→ **WORK INSTRUCTION**
Please state how many lines in the records contain the string "marker", with no words besides the number.

→ **RECORDS SHOWN**
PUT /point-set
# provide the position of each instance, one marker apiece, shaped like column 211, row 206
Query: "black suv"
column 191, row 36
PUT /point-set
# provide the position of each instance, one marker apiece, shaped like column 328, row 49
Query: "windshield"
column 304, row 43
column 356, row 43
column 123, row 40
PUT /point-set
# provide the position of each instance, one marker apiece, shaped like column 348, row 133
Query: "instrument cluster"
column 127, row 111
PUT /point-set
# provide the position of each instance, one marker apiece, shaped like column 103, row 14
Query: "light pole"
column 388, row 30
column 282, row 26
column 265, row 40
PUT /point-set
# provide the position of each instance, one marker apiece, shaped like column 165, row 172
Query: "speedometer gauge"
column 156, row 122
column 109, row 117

→ **RESPONSE TO THIS EXERCISE**
5